* [What this task involves]:
Rewrite all of the data below, replacing each "Coordinates" with "Locations" and keeping everything else the same. Leave the pictures out.

═════ Data shown

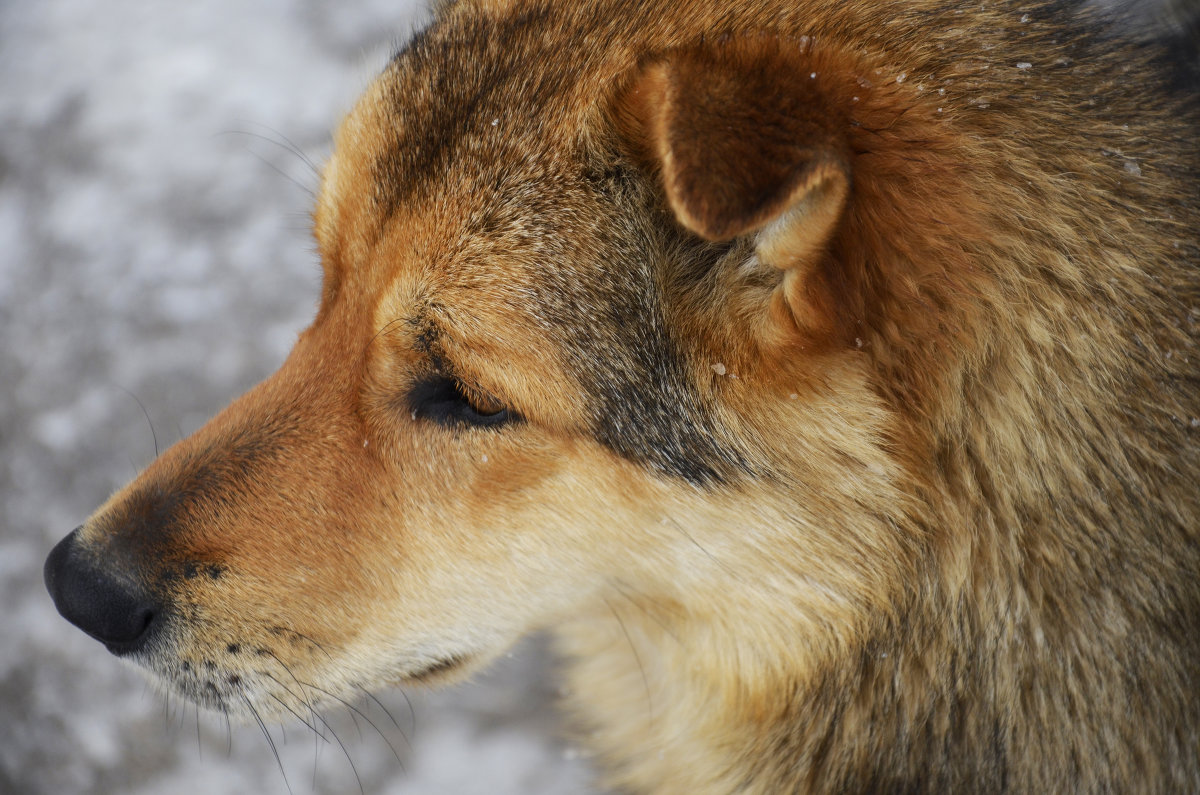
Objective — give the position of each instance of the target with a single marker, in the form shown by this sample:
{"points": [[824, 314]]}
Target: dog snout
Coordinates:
{"points": [[105, 602]]}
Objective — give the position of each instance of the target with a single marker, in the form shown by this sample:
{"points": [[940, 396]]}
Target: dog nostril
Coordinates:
{"points": [[108, 607]]}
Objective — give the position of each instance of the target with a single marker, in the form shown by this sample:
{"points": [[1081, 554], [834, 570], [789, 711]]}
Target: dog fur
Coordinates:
{"points": [[822, 372]]}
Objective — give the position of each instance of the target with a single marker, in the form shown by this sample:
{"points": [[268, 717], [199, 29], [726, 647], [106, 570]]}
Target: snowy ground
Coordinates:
{"points": [[154, 244]]}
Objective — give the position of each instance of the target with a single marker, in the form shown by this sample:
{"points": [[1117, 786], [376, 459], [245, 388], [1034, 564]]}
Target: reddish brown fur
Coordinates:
{"points": [[853, 350]]}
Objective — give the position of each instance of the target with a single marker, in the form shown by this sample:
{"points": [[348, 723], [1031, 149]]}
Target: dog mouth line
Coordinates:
{"points": [[437, 668]]}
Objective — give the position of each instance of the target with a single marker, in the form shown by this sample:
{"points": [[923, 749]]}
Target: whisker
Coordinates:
{"points": [[270, 740], [633, 647], [154, 435], [388, 712], [617, 586], [354, 710]]}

══════════

* [Problem solution]:
Objective — give the position of each instance of the target with a single marker, in the form shown by this sample:
{"points": [[824, 314]]}
Target: dog snout
Locations:
{"points": [[105, 602]]}
Objective — give the position of each instance of the target with a single marker, in the form shown by this sample:
{"points": [[940, 396]]}
Target: dog nostril
Locations:
{"points": [[108, 607]]}
Objective — give the position of each instance of the target with a single marker, in the form shown by this sample:
{"points": [[1081, 554], [834, 570], [789, 711]]}
Target: dog fur
Locations:
{"points": [[822, 372]]}
Objective — give the position of each instance of the target with a single marker, in the form shown by this sample:
{"points": [[268, 717], [199, 29], [726, 647], [106, 570]]}
Target: snowy ground
Locations:
{"points": [[154, 244]]}
Objective — give the position of each instance of the target with a single marker, in the form shown by this sample:
{"points": [[1117, 786], [376, 459], [245, 388], [1034, 564]]}
Target: reddish brown fur
Locations:
{"points": [[853, 350]]}
Objective — give the position of each instance of the target with a single marker, in the form shown by this sample:
{"points": [[348, 723], [1031, 149]]}
Target: dog mouth line
Locations:
{"points": [[437, 668]]}
Objective — give the position of each instance of the target with a single marker, in the form shown by this sample:
{"points": [[923, 749]]}
Target: whisker
Locations:
{"points": [[270, 740], [633, 647], [154, 435], [388, 712], [617, 586], [354, 710]]}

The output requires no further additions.